- Work required: Any image found in the entries is to be skipped; the rest is returned word for word.
── Records to process ──
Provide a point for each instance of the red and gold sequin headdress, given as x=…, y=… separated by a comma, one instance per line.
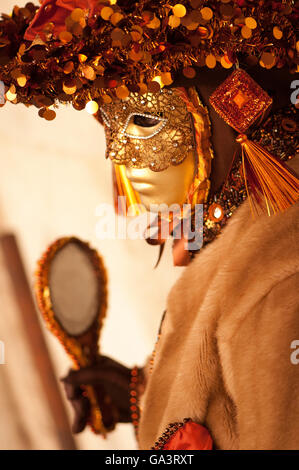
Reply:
x=90, y=52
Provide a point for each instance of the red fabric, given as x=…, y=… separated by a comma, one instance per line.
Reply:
x=191, y=436
x=56, y=11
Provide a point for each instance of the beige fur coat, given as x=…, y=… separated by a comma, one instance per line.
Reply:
x=224, y=357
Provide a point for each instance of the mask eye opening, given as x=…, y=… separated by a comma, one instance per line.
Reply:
x=160, y=120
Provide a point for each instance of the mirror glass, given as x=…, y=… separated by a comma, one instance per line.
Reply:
x=74, y=289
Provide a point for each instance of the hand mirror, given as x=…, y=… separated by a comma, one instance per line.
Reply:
x=71, y=291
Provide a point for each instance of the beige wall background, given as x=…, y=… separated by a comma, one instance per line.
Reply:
x=53, y=175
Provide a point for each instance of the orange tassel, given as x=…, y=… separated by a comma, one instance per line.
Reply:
x=267, y=178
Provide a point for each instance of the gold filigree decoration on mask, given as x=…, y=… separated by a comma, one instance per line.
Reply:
x=165, y=143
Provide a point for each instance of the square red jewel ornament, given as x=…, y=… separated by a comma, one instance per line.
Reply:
x=240, y=101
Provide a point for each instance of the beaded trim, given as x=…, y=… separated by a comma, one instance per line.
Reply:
x=134, y=406
x=168, y=433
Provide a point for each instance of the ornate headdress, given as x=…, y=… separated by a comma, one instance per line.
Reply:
x=87, y=51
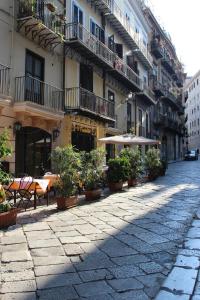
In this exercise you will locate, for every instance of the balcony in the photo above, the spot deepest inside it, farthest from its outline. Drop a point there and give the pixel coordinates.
(168, 64)
(119, 21)
(36, 98)
(87, 103)
(147, 94)
(156, 49)
(4, 86)
(80, 39)
(158, 89)
(38, 23)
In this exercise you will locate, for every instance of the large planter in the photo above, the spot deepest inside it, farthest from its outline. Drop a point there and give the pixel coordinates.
(115, 186)
(92, 195)
(66, 202)
(132, 182)
(8, 218)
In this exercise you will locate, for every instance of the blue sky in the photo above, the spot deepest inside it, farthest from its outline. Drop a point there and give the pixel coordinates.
(181, 18)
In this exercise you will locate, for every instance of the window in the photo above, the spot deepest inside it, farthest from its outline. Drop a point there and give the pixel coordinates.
(129, 116)
(111, 96)
(97, 31)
───
- Finished exercise:
Provide a point for each instance of the red and gold sequin headdress, given as x=…, y=… separated by a comma, one instance per line.
Reply:
x=90, y=52
Provide a point for each instance of the red fabric, given as x=…, y=… separated by a comma, one instance per line.
Reply:
x=191, y=436
x=56, y=11
Provide a point for each instance of the beige fur coat, given as x=…, y=… separated by a comma, one instance per line.
Reply:
x=224, y=357
Provide a point for each instance of the mask eye opening, given as x=…, y=… separated by a comma, one instance per line.
Reply:
x=160, y=120
Provide a point for each instance of the mirror glass, given as x=…, y=… separated by a comma, one instance per line.
Reply:
x=74, y=289
Provide a point for each instance of the hand mirror, given as x=…, y=… separated by a comma, one instance per line.
Reply:
x=71, y=291
Provide a point for each instance of the beige wall background, given as x=…, y=… separated by a comma, one instance per line.
Reply:
x=53, y=175
Provide a point for each instance of the orange tassel, given as x=…, y=… separated by a comma, one instance per line.
Reply:
x=267, y=178
Provide a point for each instance of the gold filigree decoration on mask, given as x=…, y=… separated by a comma, one instance per line.
Reply:
x=165, y=143
Provide a point for each instance of the square red jewel ornament, given as x=…, y=… separated by a comma, one instance per line.
Reply:
x=240, y=101
Provide a point for each instance of the beaded trim, given as x=…, y=… separated by a comma, one instance per line.
Reply:
x=134, y=406
x=168, y=433
Provide a point for each instance of the ornate headdress, given as x=…, y=… separated by a comma, one instance per line.
Reply:
x=87, y=51
In this exercise you will locate, for every instance of the balcony in the photo above, the spot deepest inside it, farthest from its outline. Drop a point there and give the pixel coordinates.
(168, 64)
(119, 21)
(36, 98)
(87, 103)
(147, 94)
(156, 49)
(4, 86)
(80, 39)
(158, 89)
(38, 23)
In this exercise you will locate, for every instance of the large planter in the photo above, the spot deepest inside it, farthest from its outline. Drop a point there and give the pixel coordinates.
(115, 186)
(92, 195)
(66, 202)
(132, 182)
(8, 218)
In this exercise you will locate, for every instance of the blue sky in the photo above, the spot deepest inside it, farthest from its outline. Drop a point there and give the pixel coordinates.
(181, 18)
In this exercise you will locate, for every instance of the window in the photo above, the spot deepest inside it, farthest from its outline. Drop a point there and give the pixel coordinates.
(129, 116)
(111, 96)
(97, 31)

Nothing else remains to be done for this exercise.